*Instructions for the task*: Set down every entry once more, character for character.

************

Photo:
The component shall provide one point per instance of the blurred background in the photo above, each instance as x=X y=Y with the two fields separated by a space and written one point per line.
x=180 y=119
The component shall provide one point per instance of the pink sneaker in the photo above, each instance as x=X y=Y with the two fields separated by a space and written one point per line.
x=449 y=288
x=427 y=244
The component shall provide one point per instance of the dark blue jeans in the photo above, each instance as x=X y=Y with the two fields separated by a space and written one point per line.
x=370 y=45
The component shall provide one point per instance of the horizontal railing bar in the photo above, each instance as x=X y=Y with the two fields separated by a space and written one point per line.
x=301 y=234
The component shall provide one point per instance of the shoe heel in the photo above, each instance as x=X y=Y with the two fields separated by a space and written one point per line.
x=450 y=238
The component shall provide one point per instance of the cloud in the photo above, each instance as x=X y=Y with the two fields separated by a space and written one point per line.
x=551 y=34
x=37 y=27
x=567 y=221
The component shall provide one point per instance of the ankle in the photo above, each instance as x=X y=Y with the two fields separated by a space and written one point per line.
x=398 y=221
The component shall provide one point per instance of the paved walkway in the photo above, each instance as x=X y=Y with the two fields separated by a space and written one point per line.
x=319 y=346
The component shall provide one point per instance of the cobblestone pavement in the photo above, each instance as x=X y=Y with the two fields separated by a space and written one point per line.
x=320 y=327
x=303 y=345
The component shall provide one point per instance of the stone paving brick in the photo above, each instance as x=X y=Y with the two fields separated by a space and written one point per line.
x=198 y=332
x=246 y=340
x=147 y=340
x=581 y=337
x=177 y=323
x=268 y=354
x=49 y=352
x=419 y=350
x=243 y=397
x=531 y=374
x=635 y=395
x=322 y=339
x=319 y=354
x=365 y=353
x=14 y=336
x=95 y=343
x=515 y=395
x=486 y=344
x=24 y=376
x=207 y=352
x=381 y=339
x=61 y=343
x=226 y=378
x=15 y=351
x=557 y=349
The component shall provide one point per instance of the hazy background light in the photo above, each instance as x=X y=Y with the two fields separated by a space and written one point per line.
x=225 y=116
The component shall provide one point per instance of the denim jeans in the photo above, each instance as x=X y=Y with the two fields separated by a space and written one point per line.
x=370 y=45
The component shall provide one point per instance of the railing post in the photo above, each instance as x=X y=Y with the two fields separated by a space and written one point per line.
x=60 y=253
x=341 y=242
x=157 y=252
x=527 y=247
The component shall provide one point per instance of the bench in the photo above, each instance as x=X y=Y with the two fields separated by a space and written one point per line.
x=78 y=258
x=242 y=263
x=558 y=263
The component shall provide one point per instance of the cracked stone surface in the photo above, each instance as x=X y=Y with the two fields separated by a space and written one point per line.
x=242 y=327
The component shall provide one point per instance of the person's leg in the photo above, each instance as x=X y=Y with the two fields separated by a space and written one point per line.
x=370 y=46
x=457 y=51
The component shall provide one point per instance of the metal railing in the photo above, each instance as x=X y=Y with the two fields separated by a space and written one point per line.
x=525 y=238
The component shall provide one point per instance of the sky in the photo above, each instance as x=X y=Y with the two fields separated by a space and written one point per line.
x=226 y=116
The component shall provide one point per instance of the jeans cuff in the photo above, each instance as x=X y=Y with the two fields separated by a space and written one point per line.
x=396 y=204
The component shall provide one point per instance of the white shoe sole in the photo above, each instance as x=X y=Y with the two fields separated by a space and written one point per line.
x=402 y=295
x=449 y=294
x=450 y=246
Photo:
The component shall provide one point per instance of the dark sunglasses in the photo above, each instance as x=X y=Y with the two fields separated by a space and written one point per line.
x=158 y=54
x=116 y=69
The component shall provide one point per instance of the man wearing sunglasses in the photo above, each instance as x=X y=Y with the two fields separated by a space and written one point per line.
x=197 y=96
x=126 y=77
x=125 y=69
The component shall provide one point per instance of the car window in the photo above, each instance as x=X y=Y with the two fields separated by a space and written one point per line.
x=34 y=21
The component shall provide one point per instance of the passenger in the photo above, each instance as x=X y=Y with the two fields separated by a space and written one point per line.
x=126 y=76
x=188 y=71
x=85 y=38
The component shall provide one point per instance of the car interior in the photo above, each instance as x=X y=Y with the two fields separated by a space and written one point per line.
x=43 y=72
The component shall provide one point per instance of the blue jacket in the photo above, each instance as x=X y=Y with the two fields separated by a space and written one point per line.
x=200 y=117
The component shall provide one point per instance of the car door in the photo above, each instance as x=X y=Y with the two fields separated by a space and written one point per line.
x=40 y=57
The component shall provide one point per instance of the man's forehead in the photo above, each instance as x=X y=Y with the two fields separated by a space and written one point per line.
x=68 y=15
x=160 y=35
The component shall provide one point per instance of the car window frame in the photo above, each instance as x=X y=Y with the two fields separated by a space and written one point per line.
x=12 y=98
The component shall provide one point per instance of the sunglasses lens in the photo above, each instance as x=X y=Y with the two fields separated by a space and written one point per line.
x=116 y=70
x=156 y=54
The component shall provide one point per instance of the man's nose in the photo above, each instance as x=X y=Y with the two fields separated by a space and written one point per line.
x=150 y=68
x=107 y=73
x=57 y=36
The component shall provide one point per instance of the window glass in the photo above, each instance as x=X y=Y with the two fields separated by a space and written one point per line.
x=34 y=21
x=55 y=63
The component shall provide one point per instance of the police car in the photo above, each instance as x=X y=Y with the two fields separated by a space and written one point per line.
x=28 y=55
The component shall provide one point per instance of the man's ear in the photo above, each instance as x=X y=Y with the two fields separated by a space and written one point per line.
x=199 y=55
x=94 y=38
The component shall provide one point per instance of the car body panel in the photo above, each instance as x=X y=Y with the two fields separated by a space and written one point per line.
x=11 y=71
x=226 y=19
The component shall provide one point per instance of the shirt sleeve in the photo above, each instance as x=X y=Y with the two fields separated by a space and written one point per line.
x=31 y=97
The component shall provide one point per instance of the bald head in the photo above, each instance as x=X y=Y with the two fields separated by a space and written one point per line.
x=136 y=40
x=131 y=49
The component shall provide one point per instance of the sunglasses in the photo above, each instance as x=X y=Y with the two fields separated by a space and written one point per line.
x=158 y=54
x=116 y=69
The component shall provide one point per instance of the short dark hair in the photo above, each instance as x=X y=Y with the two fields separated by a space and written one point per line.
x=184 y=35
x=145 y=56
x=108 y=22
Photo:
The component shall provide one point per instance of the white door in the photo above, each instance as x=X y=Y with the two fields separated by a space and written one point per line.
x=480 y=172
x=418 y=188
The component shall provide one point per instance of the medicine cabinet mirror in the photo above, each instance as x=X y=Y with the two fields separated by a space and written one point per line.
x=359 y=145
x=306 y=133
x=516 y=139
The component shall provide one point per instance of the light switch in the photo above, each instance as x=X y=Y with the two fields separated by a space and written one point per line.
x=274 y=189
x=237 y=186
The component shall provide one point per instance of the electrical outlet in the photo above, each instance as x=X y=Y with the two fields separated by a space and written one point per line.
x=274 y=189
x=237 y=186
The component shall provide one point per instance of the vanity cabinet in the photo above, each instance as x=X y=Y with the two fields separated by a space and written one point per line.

************

*Solved problem*:
Photo:
The component shall provide one point per instance of the blurred background in the photo above, each instance as x=X y=Y with the two fields separated by a space and written one point per line.
x=180 y=119
The component shall provide one point per instance of the pink sneaker in the photo above, each instance as x=X y=Y with the two fields separated by a space and written one point per line.
x=449 y=288
x=427 y=244
The component shall provide one point per instance of the dark blue jeans in the photo above, each instance as x=X y=Y with the two fields separated by a space and written one point per line.
x=370 y=45
The component shall provide one point per instance of the horizontal railing bar in the photo above, each instance as x=X y=Y with the two fields separated by a space and written one point per line.
x=301 y=234
The component shall provide one point per instance of the shoe heel in the photo above, each instance as x=X y=Y with the two fields separated by a space and written one point per line.
x=450 y=238
The component shall provide one point per instance of the cloud in the photo above, each instance as x=X y=Y with the two fields separated by a space and written one point per line.
x=551 y=34
x=37 y=27
x=567 y=221
The component shall provide one point per instance of the ankle in the photo above, each instance as x=X y=Y with the two fields separated by a space and written one point per line.
x=398 y=221
The component shall provide one point per instance of the paved walkway in the photo above, each instance as x=X y=Y with the two fields separated by a space and written one point per line.
x=319 y=346
The component shall provide one point per instance of the cobblestone pavement in the photo above, each instance as x=X y=Y with the two fields separated by a space and written one point per line.
x=320 y=327
x=303 y=345
The component shall provide one point per instance of the stone paving brick in the photo above, each instance as x=X y=Y with the two fields separated by a space and written one point per line.
x=198 y=332
x=246 y=340
x=147 y=340
x=581 y=337
x=177 y=323
x=268 y=354
x=49 y=352
x=419 y=350
x=243 y=397
x=531 y=374
x=635 y=395
x=322 y=339
x=319 y=354
x=365 y=353
x=14 y=336
x=95 y=343
x=515 y=395
x=486 y=344
x=24 y=376
x=207 y=352
x=381 y=339
x=61 y=343
x=226 y=378
x=15 y=351
x=557 y=349
The component shall provide one point per instance of the hazy background light in the photo above, each instance as x=X y=Y with the two fields separated by a space and written one point per line.
x=225 y=116
The component shall provide one point per instance of the denim jeans in the photo above, each instance as x=X y=Y with the two fields separated by a space and written one point per line.
x=370 y=45
The component shall provide one point per instance of the railing post in the photo above, each instance as x=X y=Y with the two fields separated by a space and written one point per line.
x=60 y=253
x=341 y=242
x=157 y=252
x=527 y=247
The component shall provide one point per instance of the bench in the photo above, each instance as x=X y=Y with the two fields separated by a space and written one point per line.
x=78 y=258
x=242 y=263
x=558 y=263
The component shall provide one point per instance of the cracked stone surface in the photo above, each instance as x=X y=Y with the two fields separated by a space and written one point per line.
x=242 y=327
The component shall provide one point per instance of the person's leg in the photo above, each instance as x=X y=Y with the two fields separated by a space and written one point per line.
x=370 y=46
x=457 y=51
The component shall provide one point per instance of the metal railing in the photo above, each instance as x=X y=Y with the two fields separated by a space and written one point per line.
x=525 y=238
The component shall provide one point per instance of the sky in the photo above, each instance as x=X y=Y with the two fields separated by a space and written one point per line.
x=226 y=116
The component shall provide one point per instance of the jeans cuff in the photo above, each instance as x=X y=Y with the two fields separated by a space and written one point per line.
x=396 y=204
The component shall provide one point per instance of the white shoe sole in the photo above, each instance as x=X y=Y with the two fields separated by a space and written one point per line.
x=402 y=295
x=449 y=294
x=450 y=246
Photo:
The component shall provide one point per instance of the dark sunglasses in the photo above, each instance as x=X y=Y with the two fields separated by a space and written one point per line.
x=158 y=54
x=116 y=69
The component shall provide one point per instance of the man wearing sunglasses in the photo above, each instance as x=X y=Y with the two fields separated by a space and written one point per line.
x=197 y=96
x=126 y=77
x=125 y=69
The component shall provide one point per instance of the car window in the photo above, each instance as x=X y=Y with the two fields separated by a space and written one point per line.
x=34 y=21
The component shall provide one point per instance of the passenger in the photo above, each instance as x=X y=Y with the two fields separated by a space and written one point per line.
x=126 y=76
x=188 y=71
x=85 y=38
The component shall provide one point per instance of the car interior in the photo above, each instance as x=X y=Y with the two fields separated by a space and written one point per line.
x=43 y=72
The component shall provide one point per instance of the blue jacket in the photo above, each instance as x=X y=Y with the two fields separated by a space and written one point per line.
x=200 y=117
The component shall provide one point per instance of the car door in the photo above, each instance as x=X y=Y with the two fields separated by a space and written one point per line.
x=40 y=57
The component shall provide one point per instance of the man's forehead in the photo above, each instance as x=X y=Y with the two fields separated by a space and written one point per line.
x=68 y=15
x=160 y=35
The component shall provide one point per instance of the car window frame in the photo above, each instance as x=X y=Y with the two fields separated by a space and written one point per line.
x=12 y=98
The component shall provide one point per instance of the sunglasses lens in the photo above, each instance as x=X y=Y with the two fields separated by a space and written one point per line.
x=116 y=70
x=156 y=54
The component shall provide one point per instance of the man's nose in the photo above, each instance as x=X y=Y with the two fields separated by a space and written one point per line.
x=150 y=68
x=107 y=73
x=57 y=36
The component shall provide one point per instance of the window glass in the photo above, each instance as x=X y=Y with the two fields separated by a space and written one point per line.
x=34 y=21
x=55 y=63
The component shall provide one point per instance of the police car in the photo above, each instance as x=X y=Y with the two fields separated by a space and written one point per line.
x=28 y=55
The component shall provide one point per instance of the man's ear in the photo above, each instance as x=X y=Y with the two fields separated by a space and written one point per line.
x=199 y=55
x=94 y=38
The component shall provide one point per instance of the car body panel in the photo above, each instance as x=X y=Y with the two fields separated by a space and written one point per line.
x=11 y=71
x=226 y=19
The component shall provide one point per instance of the shirt sleeve in the photo above, each instance as x=X y=Y with the two fields separated by a space and written one point per line.
x=31 y=97
The component shall provide one point per instance of the bald head in the photo above, each instance as x=X y=Y with the two fields separated by a space and written one point per line.
x=136 y=40
x=131 y=49
The component shall provide one point per instance of the sunglasses in the photo above, each instance as x=X y=Y with the two fields separated by a space and written one point per line.
x=158 y=54
x=116 y=69
The component shall provide one point per instance of the short dark hair in the photo above, each instance as x=X y=Y with the two fields separated by a space and written one point per line.
x=184 y=35
x=145 y=56
x=108 y=22
Photo:
The component shall provide one point per instance of the white door in the photo above, each instance as x=X y=Y with the two fields separated by a space and written one point per line.
x=480 y=172
x=418 y=188
The component shall provide one point per instance of the medicine cabinet mirror in the photo above, each instance as x=X y=Y with the two fields separated by a space and written one point per line.
x=359 y=145
x=306 y=133
x=516 y=139
The component shall provide one point per instance of the light switch in the photo above, each instance as x=X y=Y with the two fields separated by a space and written one point per line.
x=274 y=189
x=237 y=186
The component shall provide one point per instance of the electrical outlet in the photo above, each instance as x=X y=Y with the two fields separated by a space and written one point per line.
x=274 y=189
x=237 y=186
The component shall provide one point per instance of the vanity cabinet in the photo above, each instance as x=X y=Y with the two fields separated by a space and written one point per line.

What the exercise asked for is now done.